-- START OF Document --
New Zealand shares ended the week quietly positive but provided few highlights, as global markets kept a watching brief on the war in Iraq.
The major features of the day were hefty falls in retail darlings Briscoe Group and Pacific Retail after disappointing annual results or forecasts.
Turnover was still relatively high at $93.2 million, a characteristic of this week's trading as the start of the war gave world markets more certainty.
But brokers said the 0.31 per cent rise in the benchmark NZ50 gross index was almost solely due to a positive day for Telecom. The index rose 5.96 points to 1908.03 , while the older NZSE40 capital index gained 6.54 points, or 0.35 per cent, to 1891.39 .
"General tone is that markets here and globally have gone into a holding pattern," JB Were senior broker Peter Stokes said.
"Needless to say, we are continuing to observe how all this unfolds in the Northern Hemisphere."
Telecom continued a recovery streak, gaining 1.5 per cent or 6c to 432 on a solid $26.7 million worth of shares.
Briscoe Group plunged 41c to 188, 18c off its year low, on solid turnover - despite posting a 35 per cent rise in first-half profit to $23.6 million.
Andrew Kelleher of ASB Securities said the market favourite had been expecting a result about $3 million higher.
"It was a company that was trading at levels with a fair bit of growth built into it, and it disappointed."
-- END OF Document --
-- START OF Provided records --
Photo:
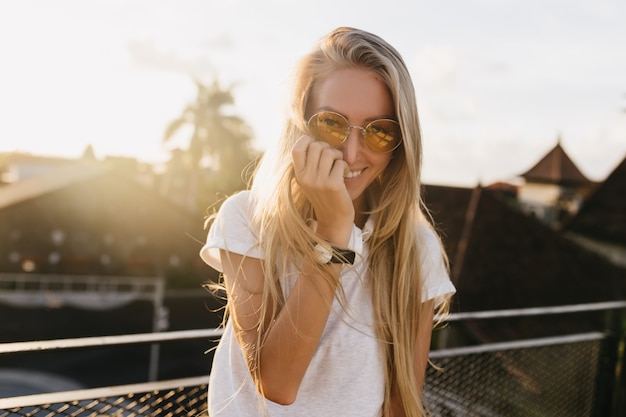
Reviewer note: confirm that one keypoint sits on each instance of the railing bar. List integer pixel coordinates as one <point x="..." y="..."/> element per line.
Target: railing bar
<point x="519" y="344"/>
<point x="108" y="340"/>
<point x="87" y="394"/>
<point x="536" y="311"/>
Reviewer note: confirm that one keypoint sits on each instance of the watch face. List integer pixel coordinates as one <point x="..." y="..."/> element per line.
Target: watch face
<point x="324" y="254"/>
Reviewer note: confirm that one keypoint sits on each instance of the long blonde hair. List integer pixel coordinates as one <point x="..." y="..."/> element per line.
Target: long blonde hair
<point x="283" y="215"/>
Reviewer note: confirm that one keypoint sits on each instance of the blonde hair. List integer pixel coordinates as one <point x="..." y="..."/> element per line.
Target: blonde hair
<point x="282" y="214"/>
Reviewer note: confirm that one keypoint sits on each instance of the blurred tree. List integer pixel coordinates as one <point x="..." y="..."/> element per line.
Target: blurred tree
<point x="219" y="148"/>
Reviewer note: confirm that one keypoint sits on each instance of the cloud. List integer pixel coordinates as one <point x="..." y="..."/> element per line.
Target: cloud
<point x="147" y="54"/>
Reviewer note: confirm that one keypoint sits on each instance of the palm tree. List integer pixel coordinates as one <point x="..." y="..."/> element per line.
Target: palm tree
<point x="219" y="140"/>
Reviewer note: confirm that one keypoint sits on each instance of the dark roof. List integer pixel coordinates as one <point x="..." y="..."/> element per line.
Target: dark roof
<point x="501" y="258"/>
<point x="90" y="220"/>
<point x="603" y="215"/>
<point x="556" y="167"/>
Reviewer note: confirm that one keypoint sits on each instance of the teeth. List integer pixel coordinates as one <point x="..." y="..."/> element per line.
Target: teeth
<point x="352" y="174"/>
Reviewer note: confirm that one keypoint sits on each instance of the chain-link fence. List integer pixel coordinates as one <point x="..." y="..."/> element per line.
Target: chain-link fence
<point x="566" y="376"/>
<point x="549" y="378"/>
<point x="176" y="400"/>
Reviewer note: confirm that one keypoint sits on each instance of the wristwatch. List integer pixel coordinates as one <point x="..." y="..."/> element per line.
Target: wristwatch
<point x="327" y="254"/>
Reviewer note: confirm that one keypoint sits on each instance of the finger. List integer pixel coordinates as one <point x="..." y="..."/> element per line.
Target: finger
<point x="299" y="152"/>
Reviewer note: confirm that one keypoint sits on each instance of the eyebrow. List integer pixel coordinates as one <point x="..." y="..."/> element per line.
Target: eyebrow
<point x="367" y="120"/>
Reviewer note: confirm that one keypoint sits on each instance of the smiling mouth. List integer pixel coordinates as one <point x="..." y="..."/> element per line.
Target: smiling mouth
<point x="352" y="174"/>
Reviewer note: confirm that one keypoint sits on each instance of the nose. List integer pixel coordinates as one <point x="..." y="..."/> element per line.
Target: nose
<point x="352" y="145"/>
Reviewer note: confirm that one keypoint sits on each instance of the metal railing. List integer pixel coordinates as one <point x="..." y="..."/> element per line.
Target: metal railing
<point x="571" y="375"/>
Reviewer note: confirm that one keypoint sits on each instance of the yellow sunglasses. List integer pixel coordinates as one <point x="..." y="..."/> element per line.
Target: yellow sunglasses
<point x="381" y="135"/>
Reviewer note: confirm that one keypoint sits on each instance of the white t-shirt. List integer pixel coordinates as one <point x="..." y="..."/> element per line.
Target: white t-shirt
<point x="346" y="376"/>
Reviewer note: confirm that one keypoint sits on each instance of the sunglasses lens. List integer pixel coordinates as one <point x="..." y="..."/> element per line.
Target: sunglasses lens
<point x="328" y="127"/>
<point x="383" y="135"/>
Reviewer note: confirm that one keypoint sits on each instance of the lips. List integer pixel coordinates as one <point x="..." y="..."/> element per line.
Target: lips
<point x="352" y="174"/>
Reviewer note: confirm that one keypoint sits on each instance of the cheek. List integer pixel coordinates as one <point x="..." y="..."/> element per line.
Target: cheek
<point x="380" y="162"/>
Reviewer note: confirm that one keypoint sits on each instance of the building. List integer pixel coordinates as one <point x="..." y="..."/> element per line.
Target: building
<point x="554" y="187"/>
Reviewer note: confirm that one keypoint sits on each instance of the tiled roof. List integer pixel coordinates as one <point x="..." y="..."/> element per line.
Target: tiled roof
<point x="99" y="222"/>
<point x="501" y="258"/>
<point x="556" y="167"/>
<point x="603" y="215"/>
<point x="42" y="184"/>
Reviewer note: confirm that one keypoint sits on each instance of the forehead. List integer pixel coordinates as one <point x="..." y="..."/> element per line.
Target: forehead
<point x="358" y="94"/>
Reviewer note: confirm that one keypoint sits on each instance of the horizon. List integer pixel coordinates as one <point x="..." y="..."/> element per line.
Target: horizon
<point x="498" y="82"/>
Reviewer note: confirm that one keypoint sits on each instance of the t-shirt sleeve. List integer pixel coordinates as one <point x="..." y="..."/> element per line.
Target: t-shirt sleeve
<point x="437" y="284"/>
<point x="231" y="230"/>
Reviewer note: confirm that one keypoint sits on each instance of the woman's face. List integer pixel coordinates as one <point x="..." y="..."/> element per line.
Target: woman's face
<point x="361" y="97"/>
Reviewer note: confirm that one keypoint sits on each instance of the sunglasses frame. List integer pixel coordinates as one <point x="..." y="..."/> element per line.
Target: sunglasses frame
<point x="363" y="129"/>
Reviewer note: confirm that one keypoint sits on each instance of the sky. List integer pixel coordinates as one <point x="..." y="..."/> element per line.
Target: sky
<point x="498" y="82"/>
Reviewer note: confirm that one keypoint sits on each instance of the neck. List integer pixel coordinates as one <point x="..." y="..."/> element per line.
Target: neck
<point x="360" y="210"/>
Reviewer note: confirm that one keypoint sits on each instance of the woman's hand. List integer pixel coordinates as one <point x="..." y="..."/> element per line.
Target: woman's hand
<point x="319" y="170"/>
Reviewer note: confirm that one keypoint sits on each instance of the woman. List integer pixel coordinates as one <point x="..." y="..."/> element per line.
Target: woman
<point x="331" y="269"/>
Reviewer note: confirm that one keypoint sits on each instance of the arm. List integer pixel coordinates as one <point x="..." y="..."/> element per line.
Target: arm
<point x="293" y="337"/>
<point x="422" y="350"/>
<point x="296" y="328"/>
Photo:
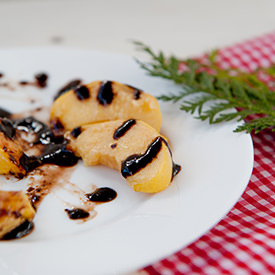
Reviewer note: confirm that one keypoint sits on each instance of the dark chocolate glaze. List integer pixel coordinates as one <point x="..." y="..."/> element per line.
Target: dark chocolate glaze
<point x="5" y="113"/>
<point x="137" y="92"/>
<point x="34" y="126"/>
<point x="6" y="127"/>
<point x="77" y="213"/>
<point x="105" y="93"/>
<point x="54" y="150"/>
<point x="76" y="132"/>
<point x="82" y="92"/>
<point x="72" y="85"/>
<point x="22" y="230"/>
<point x="57" y="127"/>
<point x="176" y="167"/>
<point x="41" y="80"/>
<point x="122" y="130"/>
<point x="103" y="194"/>
<point x="135" y="163"/>
<point x="114" y="145"/>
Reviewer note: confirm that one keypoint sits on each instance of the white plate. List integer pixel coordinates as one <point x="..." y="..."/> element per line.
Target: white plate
<point x="135" y="229"/>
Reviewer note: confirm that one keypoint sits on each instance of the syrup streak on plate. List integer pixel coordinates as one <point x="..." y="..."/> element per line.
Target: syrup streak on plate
<point x="135" y="229"/>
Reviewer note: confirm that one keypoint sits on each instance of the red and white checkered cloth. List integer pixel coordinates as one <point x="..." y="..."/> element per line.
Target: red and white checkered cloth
<point x="244" y="241"/>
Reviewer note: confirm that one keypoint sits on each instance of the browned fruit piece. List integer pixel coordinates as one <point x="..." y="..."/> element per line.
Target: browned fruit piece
<point x="102" y="101"/>
<point x="15" y="209"/>
<point x="10" y="154"/>
<point x="132" y="147"/>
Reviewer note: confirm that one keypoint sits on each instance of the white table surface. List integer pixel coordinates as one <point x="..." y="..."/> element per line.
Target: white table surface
<point x="179" y="27"/>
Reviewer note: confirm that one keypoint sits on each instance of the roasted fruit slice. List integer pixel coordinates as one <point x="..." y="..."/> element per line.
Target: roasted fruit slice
<point x="10" y="151"/>
<point x="102" y="101"/>
<point x="16" y="214"/>
<point x="131" y="146"/>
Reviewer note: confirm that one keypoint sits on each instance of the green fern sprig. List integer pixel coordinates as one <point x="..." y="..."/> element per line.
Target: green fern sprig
<point x="225" y="90"/>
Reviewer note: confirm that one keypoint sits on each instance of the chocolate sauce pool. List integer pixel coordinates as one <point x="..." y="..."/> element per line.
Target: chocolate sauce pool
<point x="51" y="150"/>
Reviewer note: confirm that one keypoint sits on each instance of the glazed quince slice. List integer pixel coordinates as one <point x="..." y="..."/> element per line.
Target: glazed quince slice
<point x="102" y="101"/>
<point x="132" y="147"/>
<point x="15" y="211"/>
<point x="10" y="151"/>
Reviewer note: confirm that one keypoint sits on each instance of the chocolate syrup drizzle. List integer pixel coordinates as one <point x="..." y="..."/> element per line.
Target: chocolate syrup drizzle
<point x="105" y="93"/>
<point x="122" y="130"/>
<point x="135" y="163"/>
<point x="82" y="92"/>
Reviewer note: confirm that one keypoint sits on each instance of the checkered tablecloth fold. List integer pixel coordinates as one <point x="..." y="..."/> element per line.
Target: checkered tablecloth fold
<point x="244" y="241"/>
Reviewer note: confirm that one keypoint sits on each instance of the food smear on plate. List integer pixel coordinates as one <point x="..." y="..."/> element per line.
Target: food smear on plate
<point x="104" y="122"/>
<point x="16" y="215"/>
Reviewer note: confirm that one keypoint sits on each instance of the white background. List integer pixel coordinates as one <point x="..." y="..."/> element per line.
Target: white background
<point x="183" y="28"/>
<point x="179" y="27"/>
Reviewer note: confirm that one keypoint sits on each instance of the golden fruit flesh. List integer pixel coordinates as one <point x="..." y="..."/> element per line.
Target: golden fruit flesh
<point x="15" y="209"/>
<point x="112" y="143"/>
<point x="10" y="154"/>
<point x="102" y="101"/>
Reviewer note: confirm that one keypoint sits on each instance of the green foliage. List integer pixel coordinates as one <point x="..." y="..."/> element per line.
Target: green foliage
<point x="224" y="91"/>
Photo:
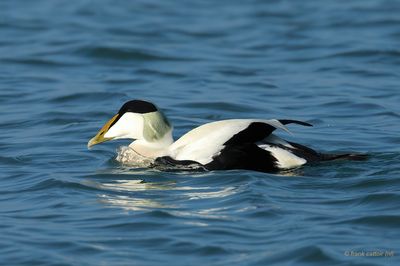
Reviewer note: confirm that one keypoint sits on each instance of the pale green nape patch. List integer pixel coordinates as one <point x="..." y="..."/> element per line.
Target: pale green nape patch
<point x="156" y="125"/>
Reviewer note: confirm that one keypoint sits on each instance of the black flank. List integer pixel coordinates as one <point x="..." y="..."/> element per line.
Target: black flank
<point x="245" y="156"/>
<point x="255" y="132"/>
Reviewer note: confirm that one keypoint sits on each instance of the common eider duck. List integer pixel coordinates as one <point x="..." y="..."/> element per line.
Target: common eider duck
<point x="246" y="144"/>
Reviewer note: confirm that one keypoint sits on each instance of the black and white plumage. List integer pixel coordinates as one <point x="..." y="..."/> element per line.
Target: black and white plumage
<point x="228" y="144"/>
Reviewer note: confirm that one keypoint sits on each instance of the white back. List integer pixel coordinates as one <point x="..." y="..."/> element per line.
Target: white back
<point x="204" y="142"/>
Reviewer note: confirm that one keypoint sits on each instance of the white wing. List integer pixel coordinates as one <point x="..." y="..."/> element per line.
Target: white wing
<point x="203" y="143"/>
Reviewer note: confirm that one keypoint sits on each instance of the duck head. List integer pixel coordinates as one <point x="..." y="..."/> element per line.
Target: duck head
<point x="138" y="120"/>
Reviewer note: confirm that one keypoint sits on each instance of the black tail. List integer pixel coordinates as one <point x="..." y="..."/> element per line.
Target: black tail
<point x="344" y="156"/>
<point x="312" y="156"/>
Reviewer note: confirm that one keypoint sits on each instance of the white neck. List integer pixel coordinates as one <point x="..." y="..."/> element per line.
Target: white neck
<point x="153" y="149"/>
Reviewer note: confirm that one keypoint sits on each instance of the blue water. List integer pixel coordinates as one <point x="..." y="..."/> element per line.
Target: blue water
<point x="67" y="66"/>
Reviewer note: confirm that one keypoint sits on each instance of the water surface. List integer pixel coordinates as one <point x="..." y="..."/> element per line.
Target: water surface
<point x="67" y="67"/>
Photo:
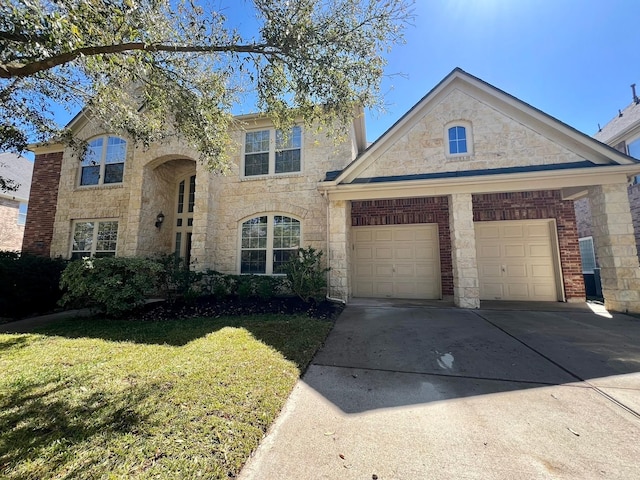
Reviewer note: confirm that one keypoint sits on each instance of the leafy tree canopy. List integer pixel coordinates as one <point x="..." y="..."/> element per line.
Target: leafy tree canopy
-- END OF Provided records --
The tasks
- A) Which companies does the report on New Zealand shares describe as having their share prices move?
- B) Could you resume the report on New Zealand shares after its last sentence?
The entries have no role in this exercise.

Exercise answers
- A) Briscoe Group, Pacific Retail, Telecom

- B)
But Briscoe Group chairman Rod Duke stood by his company's past strong earnings and said he was still expecting double digit growth in the coming year.
He said the sticking point for analysts had been gross margins, which were lower as a result of a late summer, and the company had consequently discounted goods heavily to get rid of old stock.
Another retailer, Pacific Retail Group, also suffered after announcing its annual result would be impacted by difficult trading conditions.
Pacific Retail fell 21c to 200 after advising there had been no improvement to an earlier warning that post-Christmas sales had been disappointing. Its full year results are due in May.
Directors estimated in February that net profit after tax for the group would be a modest improvement on the previous year's $17.4 million.
On the upside, Trustpower gained 10c to 405 after announcing a two-for-seven share buyback post-market yesterday and one of its major shareholders, Infratil, notched up 7c to 162 after announcing a limited share buyback and a higher annual earnings forecast.
Infratil is predicting higher full year gross earnings to the end of March of $54 million, compared to $40.6 million the previous year.
Other moves included Contact Energy, down 5c to 445; Allied Farmers, up 8c to 200; Fletcher Building, down a cent to 354; and the Warehouse, up 3c to 583.
Air New Zealand ended up 4c to 54, possibly due to dropping oil prices. Today, aviation expert Nawal Taneja said the airline appeared to be well-positioned to survive any impact from the Iraqi conflict.
There were 49 rises and 28 falls on 123 stocks traded.
Offshore, sharemarkets were more volatile. Wall St stocks gyrated between gains and losses but ended on higher groun d as investors bet that the US-led war on Iraq would be over swiftly.
The blue-chip Dow Jones industrial average ended with a gain of 21.15 points, or 0.26 per cent, at 8286.60, after skidding almost 135 points earlier, and the broad Standard and Poor's 500 index eked out a rise of 1.82 points, or 0.21 per cent, to 875.84.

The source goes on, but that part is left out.